Aim: Could you format the records below as a numbered list, from the line containing "Q: Point out every instance of the tree" through the line containing "x=668 y=134", both included, with blank lines left out?

════════════════════

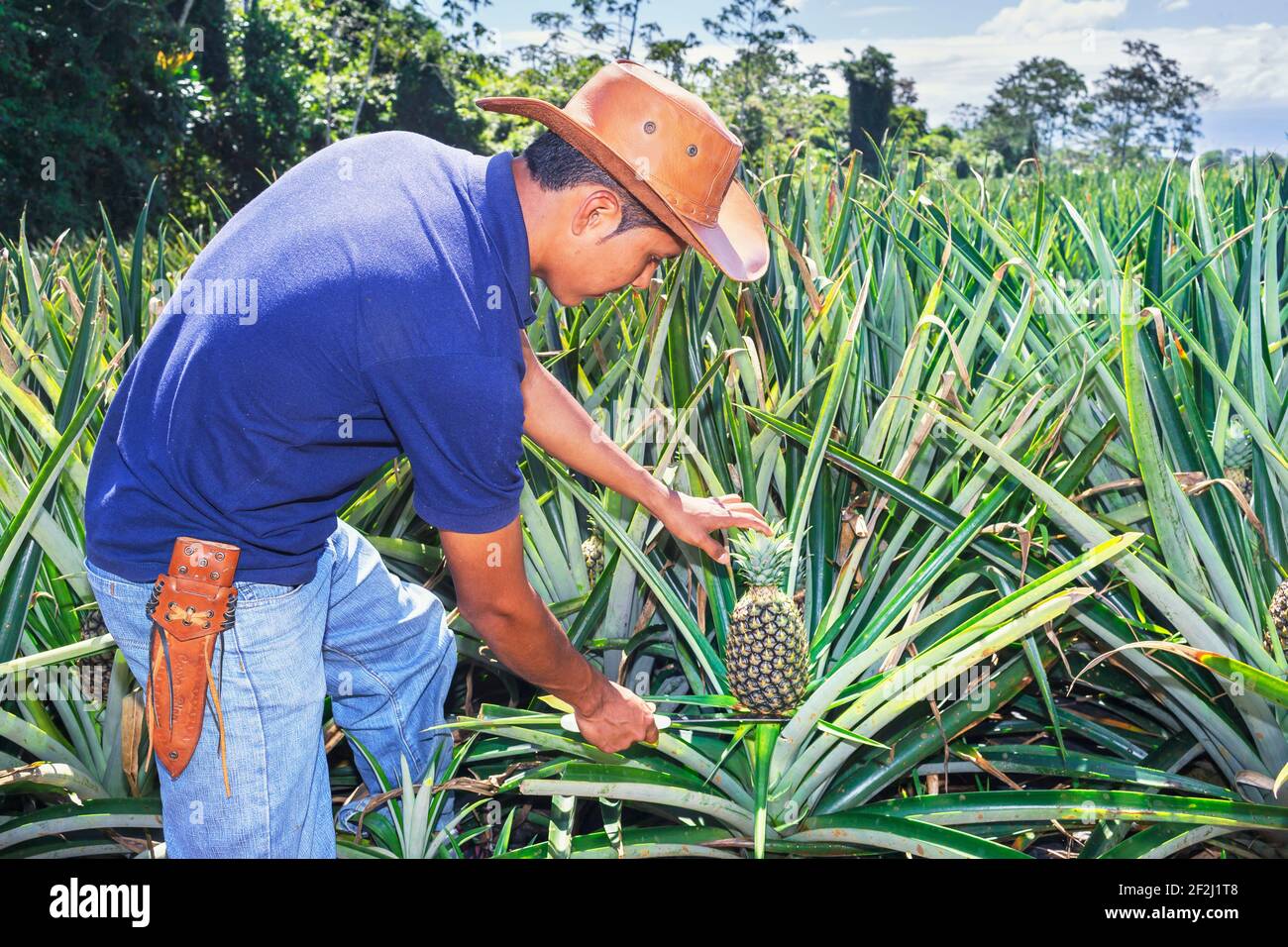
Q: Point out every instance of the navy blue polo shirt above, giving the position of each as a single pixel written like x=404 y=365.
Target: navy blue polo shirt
x=369 y=303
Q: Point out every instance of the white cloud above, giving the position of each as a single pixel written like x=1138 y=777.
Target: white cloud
x=1243 y=63
x=1033 y=18
x=876 y=11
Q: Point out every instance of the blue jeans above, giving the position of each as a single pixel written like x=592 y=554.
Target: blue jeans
x=377 y=644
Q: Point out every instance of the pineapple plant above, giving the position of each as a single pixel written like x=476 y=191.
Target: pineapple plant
x=1237 y=457
x=1279 y=613
x=767 y=651
x=95 y=671
x=592 y=552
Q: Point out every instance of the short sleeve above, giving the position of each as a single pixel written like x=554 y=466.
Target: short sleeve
x=460 y=420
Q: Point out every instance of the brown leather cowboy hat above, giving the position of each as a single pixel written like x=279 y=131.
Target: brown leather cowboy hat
x=665 y=146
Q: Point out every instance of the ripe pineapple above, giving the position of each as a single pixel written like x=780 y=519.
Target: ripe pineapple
x=1279 y=613
x=767 y=651
x=592 y=552
x=95 y=671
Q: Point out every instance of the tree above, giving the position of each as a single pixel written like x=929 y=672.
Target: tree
x=1146 y=105
x=765 y=90
x=871 y=81
x=1033 y=107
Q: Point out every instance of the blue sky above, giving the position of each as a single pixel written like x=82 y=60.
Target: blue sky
x=957 y=50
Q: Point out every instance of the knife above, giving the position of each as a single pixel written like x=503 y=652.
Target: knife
x=662 y=722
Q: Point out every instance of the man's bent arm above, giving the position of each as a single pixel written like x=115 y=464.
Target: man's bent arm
x=493 y=594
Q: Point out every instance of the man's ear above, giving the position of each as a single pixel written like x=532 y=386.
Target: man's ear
x=597 y=214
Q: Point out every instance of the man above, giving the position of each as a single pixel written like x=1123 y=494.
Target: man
x=372 y=303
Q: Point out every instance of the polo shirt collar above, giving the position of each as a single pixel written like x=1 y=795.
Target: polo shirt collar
x=497 y=202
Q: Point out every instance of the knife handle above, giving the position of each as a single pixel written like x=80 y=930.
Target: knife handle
x=570 y=722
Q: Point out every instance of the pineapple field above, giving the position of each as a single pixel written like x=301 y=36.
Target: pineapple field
x=1024 y=445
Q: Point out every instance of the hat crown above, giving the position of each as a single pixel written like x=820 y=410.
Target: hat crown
x=668 y=134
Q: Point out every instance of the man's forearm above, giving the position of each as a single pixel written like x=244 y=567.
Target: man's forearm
x=527 y=639
x=557 y=421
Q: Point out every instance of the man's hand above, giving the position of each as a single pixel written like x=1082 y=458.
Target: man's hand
x=694 y=518
x=616 y=718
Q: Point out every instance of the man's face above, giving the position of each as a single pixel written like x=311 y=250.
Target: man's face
x=595 y=258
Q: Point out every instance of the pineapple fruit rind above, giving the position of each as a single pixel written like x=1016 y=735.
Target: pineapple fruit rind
x=767 y=650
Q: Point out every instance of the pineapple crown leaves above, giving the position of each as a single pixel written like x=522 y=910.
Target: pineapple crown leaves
x=761 y=560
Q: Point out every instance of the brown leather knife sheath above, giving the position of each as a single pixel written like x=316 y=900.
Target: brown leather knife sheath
x=189 y=607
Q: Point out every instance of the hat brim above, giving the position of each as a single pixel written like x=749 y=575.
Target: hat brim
x=737 y=244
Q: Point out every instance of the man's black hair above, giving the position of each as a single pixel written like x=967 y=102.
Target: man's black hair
x=555 y=165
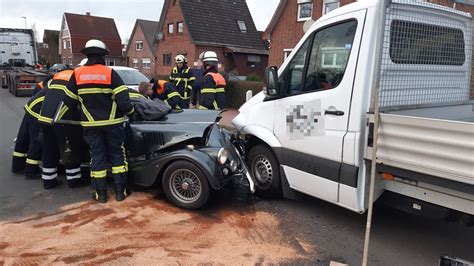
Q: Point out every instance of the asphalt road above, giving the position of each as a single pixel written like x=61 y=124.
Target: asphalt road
x=317 y=231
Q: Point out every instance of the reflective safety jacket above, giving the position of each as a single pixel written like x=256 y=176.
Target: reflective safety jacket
x=39 y=86
x=212 y=91
x=166 y=92
x=57 y=106
x=183 y=80
x=33 y=106
x=103 y=97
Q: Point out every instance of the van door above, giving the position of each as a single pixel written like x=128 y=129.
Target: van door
x=311 y=119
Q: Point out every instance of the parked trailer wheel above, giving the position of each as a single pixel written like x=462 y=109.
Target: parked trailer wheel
x=185 y=185
x=266 y=171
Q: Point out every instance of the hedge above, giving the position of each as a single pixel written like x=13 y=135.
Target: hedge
x=235 y=90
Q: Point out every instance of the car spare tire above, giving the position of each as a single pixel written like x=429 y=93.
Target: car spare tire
x=185 y=185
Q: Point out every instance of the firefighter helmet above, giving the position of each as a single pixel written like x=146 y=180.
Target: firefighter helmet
x=83 y=62
x=95 y=47
x=180 y=59
x=210 y=56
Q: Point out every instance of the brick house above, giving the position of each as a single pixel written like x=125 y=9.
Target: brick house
x=286 y=26
x=48 y=52
x=141 y=47
x=191 y=27
x=77 y=29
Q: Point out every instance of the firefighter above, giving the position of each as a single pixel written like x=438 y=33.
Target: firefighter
x=212 y=95
x=41 y=85
x=182 y=78
x=27 y=151
x=166 y=92
x=104 y=101
x=61 y=140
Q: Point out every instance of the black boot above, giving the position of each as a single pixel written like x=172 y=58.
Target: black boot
x=100 y=196
x=18 y=164
x=121 y=192
x=32 y=171
x=49 y=184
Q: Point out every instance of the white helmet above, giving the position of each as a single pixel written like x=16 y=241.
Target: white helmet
x=83 y=62
x=180 y=59
x=94 y=46
x=209 y=56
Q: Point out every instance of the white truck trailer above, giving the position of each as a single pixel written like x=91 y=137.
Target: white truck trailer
x=311 y=130
x=18 y=57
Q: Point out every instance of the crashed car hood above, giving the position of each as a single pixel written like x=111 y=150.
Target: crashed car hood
x=150 y=136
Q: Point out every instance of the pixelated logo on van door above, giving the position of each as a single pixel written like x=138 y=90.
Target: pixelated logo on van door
x=305 y=120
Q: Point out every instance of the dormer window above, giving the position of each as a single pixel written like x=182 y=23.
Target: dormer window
x=242 y=26
x=138 y=45
x=305 y=10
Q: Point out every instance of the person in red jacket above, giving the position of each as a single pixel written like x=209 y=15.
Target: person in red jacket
x=213 y=84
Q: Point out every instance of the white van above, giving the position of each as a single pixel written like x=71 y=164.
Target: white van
x=311 y=129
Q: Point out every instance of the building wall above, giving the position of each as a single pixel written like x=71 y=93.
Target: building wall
x=65 y=53
x=288 y=30
x=175 y=43
x=244 y=69
x=132 y=53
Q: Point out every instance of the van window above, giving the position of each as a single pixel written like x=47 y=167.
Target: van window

════════════════════

The output:
1. Q: Point out every instance of the tree above, giving the position of each as a single pixel written like x=929 y=672.
2. Target: tree
3. x=1146 y=105
4. x=765 y=90
5. x=871 y=81
6. x=1033 y=107
7. Q: Point out every instance of the blue sky above, giving the position of each as a single pixel written like x=82 y=60.
8. Target: blue sky
9. x=957 y=50
10. Q: Point out every instance of the knife above, giving the position of each as a single pixel written like x=503 y=652.
11. Target: knife
12. x=662 y=722
13. Q: Point out every instance of the man's bent arm above, giving the position of each as a single pixel written like x=115 y=464.
14. Target: man's bent arm
15. x=493 y=594
16. Q: Point out every instance of the man's ear above, giving the position of each as a single pixel written like x=532 y=386.
17. Target: man's ear
18. x=597 y=214
19. Q: Point out every instance of the man above, giving the position of each as a single pixel written like x=1123 y=494.
20. Target: man
21. x=372 y=303
22. Q: Point out every instance of the polo shirt collar above, giving the position of each as a single pixel written like x=1 y=795.
23. Target: polo shirt collar
24. x=497 y=202
25. Q: Point out every instance of the knife handle above, giving the position of each as a single pixel written like x=80 y=930.
26. Target: knife handle
27. x=570 y=722
28. Q: Point out every instance of the pineapple field above, giving the position of each as a single pixel written like x=301 y=36.
29. Target: pineapple field
30. x=1024 y=445
31. Q: Point out every instance of the hat crown above, giving the position of each as a single pixel written like x=820 y=410.
32. Target: hat crown
33. x=668 y=134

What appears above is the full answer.